(Natural language region descriptions)

* * * *

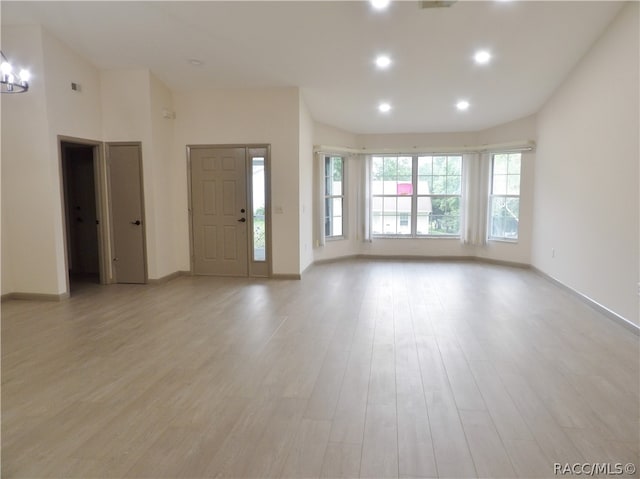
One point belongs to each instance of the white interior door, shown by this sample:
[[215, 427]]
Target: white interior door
[[127, 213]]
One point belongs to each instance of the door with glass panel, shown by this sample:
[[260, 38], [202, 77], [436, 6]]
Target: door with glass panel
[[229, 210]]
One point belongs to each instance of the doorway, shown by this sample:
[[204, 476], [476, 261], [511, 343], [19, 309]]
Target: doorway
[[80, 172], [229, 210]]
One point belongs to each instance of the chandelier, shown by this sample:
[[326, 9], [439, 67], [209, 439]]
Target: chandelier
[[10, 82]]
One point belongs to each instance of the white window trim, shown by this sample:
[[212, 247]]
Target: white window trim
[[490, 196], [322, 195]]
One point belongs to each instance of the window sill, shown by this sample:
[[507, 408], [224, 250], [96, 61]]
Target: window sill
[[416, 237], [503, 240]]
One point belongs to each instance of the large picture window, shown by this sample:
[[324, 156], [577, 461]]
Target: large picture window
[[334, 195], [504, 200], [416, 196]]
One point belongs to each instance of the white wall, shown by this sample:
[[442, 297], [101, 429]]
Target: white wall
[[268, 116], [586, 184], [33, 232], [305, 181], [164, 259], [29, 259], [111, 106]]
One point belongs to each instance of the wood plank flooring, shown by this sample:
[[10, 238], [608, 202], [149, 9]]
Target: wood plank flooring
[[364, 368]]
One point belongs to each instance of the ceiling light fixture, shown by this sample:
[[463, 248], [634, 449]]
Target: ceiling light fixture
[[11, 83], [383, 61], [482, 57], [380, 4], [462, 105]]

* * * *

▶ EXERCISE DETAILS
Keep only those lines of the records that hold "shown", and return them.

▶ RESPONSE TO THIS EXERCISE
One point belongs to each instance of the white interior door, shown by this sample:
One point belongs to each instance of the door with glass panel, shown by this sample:
One point belongs to each instance of the doorway, shown by this sample:
One point belongs to each instance of the chandelier, shown by this sample:
One point belongs to each instance of the white window trim, shown by this sample:
One point belongs to each instance of the window sill, shown by this sample:
One point belongs to each instance of the large picture window, shown by this sample:
One point belongs to each instance of the white wall, shown by this sample:
One point belongs to each instance of the wood plank flooring, shown by this sample:
One point belongs to each instance of the ceiling light fixture, shown by this sample:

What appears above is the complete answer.